### What you are asked to do
Give back exactly the lines that run from the line containing "discharge and record the coordinates." through the end of the listing below. Leave out every other line.

** START Records for this exercise **

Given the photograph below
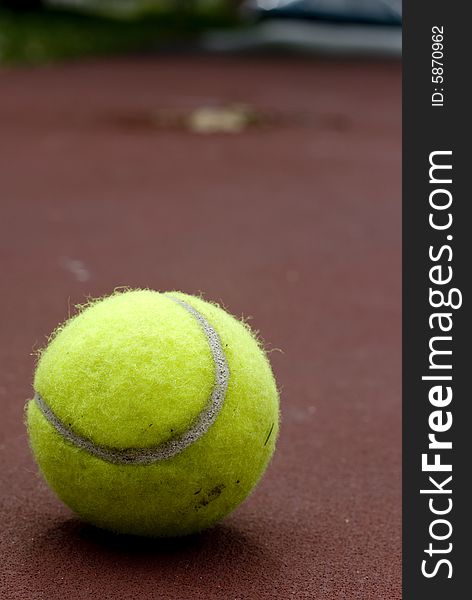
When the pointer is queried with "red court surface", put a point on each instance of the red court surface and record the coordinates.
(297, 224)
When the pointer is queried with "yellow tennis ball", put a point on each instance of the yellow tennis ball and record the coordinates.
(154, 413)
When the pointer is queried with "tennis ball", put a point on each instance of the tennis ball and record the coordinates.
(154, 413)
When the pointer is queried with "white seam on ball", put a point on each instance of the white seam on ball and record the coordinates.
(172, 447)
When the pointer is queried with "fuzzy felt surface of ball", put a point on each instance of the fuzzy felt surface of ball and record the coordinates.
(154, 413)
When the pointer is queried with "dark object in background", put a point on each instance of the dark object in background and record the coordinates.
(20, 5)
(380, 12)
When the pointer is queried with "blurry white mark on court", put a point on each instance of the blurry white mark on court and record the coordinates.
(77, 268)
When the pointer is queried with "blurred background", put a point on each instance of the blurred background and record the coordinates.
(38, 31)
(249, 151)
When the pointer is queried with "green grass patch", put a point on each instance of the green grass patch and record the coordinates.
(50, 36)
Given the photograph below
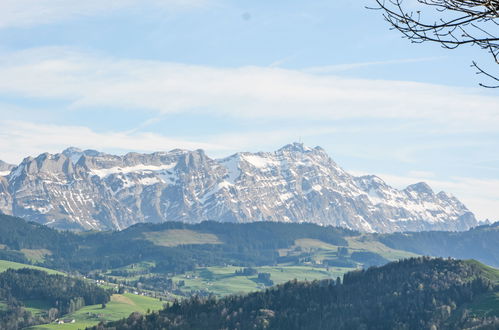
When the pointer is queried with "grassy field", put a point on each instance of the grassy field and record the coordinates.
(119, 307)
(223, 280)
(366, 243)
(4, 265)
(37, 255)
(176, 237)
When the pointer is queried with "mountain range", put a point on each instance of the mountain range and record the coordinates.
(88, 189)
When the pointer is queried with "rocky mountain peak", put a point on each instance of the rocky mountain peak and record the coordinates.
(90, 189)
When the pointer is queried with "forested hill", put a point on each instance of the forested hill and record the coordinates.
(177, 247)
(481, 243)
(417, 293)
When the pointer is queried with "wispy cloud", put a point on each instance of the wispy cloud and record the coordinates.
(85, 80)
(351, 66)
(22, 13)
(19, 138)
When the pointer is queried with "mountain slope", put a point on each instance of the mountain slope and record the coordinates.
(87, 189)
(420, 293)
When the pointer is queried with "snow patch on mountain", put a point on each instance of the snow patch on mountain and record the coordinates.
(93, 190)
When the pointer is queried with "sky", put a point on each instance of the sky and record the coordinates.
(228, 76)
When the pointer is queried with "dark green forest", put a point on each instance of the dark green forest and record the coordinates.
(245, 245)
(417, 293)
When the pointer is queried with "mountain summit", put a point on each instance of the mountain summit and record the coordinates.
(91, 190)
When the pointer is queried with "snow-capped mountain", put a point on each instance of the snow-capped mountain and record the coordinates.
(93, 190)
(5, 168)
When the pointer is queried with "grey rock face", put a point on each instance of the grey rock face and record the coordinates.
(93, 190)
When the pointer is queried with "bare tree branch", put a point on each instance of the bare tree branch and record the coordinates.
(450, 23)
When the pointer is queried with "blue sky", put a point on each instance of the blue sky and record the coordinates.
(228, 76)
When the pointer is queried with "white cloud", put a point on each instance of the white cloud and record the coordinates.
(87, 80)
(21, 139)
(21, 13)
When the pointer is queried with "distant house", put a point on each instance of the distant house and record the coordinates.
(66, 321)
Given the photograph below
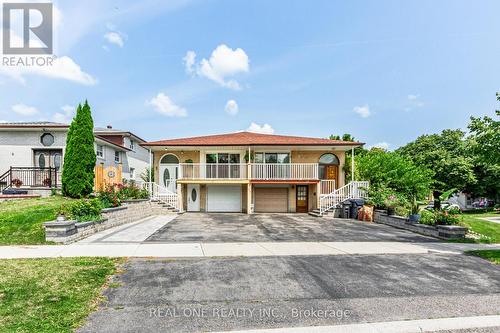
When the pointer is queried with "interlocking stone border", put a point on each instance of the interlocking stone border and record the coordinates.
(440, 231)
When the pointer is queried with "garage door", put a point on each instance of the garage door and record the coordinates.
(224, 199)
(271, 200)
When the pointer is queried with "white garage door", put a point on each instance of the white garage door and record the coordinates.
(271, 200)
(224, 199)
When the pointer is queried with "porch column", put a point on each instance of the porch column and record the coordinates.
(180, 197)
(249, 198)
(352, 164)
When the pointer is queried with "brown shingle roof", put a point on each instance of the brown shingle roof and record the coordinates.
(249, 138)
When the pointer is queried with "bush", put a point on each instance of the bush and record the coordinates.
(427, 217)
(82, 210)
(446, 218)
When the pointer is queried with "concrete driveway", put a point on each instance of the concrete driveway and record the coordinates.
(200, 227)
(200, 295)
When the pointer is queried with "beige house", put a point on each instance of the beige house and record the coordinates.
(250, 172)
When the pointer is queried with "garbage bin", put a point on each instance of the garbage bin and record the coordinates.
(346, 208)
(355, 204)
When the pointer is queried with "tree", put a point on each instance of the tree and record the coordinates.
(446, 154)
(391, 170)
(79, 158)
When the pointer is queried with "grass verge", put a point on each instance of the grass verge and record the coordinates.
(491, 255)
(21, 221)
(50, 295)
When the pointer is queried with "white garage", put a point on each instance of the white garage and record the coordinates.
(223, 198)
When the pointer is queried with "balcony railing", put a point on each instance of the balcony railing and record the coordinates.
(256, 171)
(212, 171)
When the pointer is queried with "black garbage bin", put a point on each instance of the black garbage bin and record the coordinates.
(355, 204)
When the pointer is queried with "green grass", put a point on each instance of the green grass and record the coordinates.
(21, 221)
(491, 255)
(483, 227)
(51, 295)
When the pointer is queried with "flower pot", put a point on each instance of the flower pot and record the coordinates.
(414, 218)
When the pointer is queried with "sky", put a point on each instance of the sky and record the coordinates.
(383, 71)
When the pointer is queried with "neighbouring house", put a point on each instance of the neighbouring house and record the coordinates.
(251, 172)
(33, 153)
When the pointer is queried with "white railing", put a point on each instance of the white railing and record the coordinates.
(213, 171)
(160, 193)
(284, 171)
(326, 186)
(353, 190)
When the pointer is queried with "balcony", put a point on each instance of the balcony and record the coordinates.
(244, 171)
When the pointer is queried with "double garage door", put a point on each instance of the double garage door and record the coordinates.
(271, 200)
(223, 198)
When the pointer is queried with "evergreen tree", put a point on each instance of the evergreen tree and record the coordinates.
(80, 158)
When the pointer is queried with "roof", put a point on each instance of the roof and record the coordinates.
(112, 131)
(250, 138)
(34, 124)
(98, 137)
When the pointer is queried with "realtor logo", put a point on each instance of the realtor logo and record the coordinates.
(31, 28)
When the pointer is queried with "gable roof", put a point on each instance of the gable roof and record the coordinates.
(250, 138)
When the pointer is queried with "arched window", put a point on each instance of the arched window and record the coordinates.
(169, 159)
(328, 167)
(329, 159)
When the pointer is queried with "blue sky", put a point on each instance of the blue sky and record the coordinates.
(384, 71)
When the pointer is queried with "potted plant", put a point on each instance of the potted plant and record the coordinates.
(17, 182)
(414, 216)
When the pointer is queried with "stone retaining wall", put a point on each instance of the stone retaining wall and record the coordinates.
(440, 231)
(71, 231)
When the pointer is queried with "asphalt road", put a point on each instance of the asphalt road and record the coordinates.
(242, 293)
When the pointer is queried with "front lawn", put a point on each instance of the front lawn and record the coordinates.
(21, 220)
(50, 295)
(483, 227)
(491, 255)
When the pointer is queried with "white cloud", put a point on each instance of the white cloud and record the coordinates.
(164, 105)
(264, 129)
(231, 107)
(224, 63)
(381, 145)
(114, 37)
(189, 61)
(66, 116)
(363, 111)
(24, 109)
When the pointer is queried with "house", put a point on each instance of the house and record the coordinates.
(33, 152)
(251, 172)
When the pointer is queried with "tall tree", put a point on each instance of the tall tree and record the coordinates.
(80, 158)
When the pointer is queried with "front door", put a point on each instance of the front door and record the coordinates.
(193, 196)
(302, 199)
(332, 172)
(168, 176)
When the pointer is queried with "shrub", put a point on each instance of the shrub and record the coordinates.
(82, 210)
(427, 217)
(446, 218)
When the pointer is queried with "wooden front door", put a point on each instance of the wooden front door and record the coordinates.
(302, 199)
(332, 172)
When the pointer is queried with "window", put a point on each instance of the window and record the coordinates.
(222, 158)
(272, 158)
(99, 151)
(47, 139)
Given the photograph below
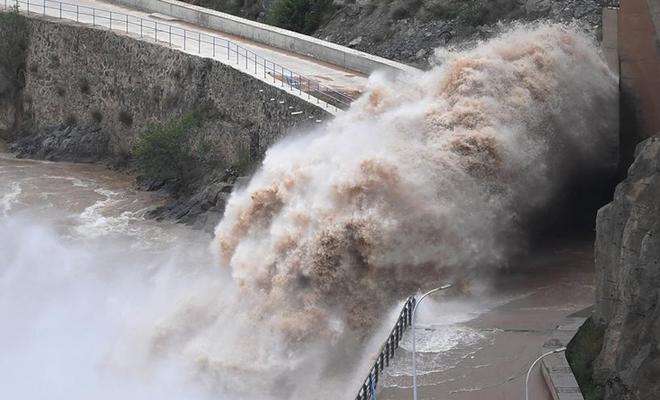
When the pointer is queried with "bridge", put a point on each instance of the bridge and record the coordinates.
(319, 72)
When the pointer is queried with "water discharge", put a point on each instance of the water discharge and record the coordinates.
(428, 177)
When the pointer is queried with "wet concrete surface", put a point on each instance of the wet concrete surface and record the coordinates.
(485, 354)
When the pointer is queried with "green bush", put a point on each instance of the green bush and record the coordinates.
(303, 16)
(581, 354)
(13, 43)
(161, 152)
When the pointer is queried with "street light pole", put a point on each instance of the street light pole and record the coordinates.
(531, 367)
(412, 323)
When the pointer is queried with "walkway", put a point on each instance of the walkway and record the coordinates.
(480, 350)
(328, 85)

** END Records for this exercise **

### The result
When the pointer is queried with "water discharge", put a point on each instance of the water discharge and record the coordinates.
(428, 177)
When the pointer is queried with "wet concrete surface", put a point on each instance of the wet concrete surface and record the coordinates.
(485, 354)
When the pointer is queried with "green bush", put a point on each instance of the green bush and record the coordinates.
(303, 16)
(581, 354)
(13, 43)
(161, 152)
When the pointer is queried with "street light pole", put a point on each instance of the street light pole and record the coordinates.
(531, 367)
(412, 323)
When the pointer is queried with "walkway", put a point on each instance of the walkway and record the coordinates.
(480, 350)
(328, 85)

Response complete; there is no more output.